**Goal of the exercise:** Which lines of the listing below contain the string "rock"? List every one of them in full.

== == ==

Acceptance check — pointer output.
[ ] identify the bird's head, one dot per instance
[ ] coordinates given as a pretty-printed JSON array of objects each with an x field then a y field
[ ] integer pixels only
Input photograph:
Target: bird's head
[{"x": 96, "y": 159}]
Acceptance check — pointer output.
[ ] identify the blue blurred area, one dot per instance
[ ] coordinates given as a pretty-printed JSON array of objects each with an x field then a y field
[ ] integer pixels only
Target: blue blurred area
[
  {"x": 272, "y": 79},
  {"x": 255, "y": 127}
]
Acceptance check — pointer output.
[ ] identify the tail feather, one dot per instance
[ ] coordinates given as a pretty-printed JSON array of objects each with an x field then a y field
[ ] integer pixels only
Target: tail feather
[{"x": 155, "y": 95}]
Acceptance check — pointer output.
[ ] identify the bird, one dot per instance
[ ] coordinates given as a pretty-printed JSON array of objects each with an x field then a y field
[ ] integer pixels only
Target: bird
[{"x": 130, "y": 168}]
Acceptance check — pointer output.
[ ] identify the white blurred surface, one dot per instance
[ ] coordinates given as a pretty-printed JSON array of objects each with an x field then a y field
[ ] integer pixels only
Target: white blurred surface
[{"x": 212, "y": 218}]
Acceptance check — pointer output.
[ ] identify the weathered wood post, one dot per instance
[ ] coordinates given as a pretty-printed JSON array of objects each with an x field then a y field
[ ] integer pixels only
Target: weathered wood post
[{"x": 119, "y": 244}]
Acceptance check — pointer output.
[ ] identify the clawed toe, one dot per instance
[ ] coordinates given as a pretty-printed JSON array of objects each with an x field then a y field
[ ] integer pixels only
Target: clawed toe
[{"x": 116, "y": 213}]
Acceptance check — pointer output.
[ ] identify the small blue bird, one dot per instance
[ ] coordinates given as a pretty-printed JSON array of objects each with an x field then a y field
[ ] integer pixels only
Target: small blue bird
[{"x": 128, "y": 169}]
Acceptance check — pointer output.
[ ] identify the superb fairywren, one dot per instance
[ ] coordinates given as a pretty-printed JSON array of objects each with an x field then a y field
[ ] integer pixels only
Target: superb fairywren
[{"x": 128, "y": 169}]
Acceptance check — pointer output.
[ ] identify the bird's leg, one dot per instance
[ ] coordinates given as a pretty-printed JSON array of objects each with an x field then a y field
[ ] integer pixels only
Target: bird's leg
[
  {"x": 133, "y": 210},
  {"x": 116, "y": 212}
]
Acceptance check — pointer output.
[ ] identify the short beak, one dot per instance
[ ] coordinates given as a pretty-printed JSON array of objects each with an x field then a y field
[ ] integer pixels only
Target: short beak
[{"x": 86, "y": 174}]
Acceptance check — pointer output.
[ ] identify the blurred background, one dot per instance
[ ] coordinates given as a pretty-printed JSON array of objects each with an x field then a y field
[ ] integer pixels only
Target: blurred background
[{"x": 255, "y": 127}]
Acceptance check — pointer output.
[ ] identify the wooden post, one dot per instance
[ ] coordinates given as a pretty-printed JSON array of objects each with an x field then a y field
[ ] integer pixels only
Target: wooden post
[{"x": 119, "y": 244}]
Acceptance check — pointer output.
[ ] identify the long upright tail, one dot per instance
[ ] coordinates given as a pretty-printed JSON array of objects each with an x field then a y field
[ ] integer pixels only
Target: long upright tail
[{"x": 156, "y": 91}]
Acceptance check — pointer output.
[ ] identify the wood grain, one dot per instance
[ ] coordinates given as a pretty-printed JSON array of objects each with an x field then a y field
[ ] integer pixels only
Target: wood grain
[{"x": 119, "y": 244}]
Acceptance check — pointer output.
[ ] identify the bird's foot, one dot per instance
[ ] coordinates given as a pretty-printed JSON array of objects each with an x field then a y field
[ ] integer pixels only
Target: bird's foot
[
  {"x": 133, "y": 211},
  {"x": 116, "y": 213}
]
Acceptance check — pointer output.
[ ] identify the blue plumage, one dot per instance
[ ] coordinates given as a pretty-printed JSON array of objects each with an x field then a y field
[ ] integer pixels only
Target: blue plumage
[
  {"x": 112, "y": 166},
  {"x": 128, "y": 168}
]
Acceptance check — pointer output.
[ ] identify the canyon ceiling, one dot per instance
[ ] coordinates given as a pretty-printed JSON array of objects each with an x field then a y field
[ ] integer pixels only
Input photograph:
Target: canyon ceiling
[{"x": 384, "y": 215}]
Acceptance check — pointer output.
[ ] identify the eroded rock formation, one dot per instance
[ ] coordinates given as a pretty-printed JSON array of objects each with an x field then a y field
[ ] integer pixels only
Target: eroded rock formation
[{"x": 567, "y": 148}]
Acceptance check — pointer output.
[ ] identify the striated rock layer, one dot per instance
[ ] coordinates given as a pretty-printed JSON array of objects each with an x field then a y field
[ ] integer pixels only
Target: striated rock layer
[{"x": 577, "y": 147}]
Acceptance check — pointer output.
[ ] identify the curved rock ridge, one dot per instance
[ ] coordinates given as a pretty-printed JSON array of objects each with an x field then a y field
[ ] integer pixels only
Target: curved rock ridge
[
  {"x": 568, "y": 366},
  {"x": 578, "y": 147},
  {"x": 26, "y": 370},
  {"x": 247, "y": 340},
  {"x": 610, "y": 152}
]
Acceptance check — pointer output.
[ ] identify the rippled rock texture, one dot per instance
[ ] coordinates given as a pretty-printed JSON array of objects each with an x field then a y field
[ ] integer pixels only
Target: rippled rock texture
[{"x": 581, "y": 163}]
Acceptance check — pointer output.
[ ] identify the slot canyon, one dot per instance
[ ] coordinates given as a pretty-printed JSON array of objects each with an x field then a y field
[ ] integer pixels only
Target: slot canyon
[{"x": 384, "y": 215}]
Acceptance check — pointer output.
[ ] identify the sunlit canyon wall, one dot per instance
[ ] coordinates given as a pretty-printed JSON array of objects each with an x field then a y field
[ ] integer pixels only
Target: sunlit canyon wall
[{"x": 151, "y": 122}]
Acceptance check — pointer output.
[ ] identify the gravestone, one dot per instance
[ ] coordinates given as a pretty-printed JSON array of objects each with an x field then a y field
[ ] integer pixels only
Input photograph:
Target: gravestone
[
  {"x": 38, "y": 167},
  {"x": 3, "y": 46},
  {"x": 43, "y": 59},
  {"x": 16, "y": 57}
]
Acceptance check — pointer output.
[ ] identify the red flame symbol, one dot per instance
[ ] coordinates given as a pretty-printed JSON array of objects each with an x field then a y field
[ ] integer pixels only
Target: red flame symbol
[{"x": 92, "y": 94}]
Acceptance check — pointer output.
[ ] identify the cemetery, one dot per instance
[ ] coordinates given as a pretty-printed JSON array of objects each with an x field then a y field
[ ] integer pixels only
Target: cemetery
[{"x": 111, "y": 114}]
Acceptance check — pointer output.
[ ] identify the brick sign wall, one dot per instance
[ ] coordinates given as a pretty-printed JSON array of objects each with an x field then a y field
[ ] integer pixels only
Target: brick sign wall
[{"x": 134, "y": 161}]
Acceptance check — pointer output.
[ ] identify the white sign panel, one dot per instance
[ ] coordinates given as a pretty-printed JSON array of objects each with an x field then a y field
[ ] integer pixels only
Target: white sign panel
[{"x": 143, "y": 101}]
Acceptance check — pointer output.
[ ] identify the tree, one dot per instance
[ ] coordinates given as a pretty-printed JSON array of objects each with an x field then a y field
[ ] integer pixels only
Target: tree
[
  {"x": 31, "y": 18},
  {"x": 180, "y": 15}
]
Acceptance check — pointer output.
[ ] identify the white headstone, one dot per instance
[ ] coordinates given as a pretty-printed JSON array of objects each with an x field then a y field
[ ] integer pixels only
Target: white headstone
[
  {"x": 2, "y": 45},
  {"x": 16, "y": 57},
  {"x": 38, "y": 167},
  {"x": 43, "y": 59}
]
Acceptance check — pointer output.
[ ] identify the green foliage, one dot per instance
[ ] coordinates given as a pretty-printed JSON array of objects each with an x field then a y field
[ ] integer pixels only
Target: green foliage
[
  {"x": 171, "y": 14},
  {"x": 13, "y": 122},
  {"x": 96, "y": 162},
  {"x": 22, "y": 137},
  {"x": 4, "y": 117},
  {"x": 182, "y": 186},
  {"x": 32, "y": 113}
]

== == ==

**Full response:**
[ ] identify the eroded rock formation, one dot per instance
Target: eroded rock formation
[ ] identify the striated rock layer, one dot per instance
Target: striated rock layer
[ ] identify the curved rock ridge, one dot per instance
Target: curved rock ridge
[ ] identify the rippled rock texture, one dot per instance
Target: rippled rock texture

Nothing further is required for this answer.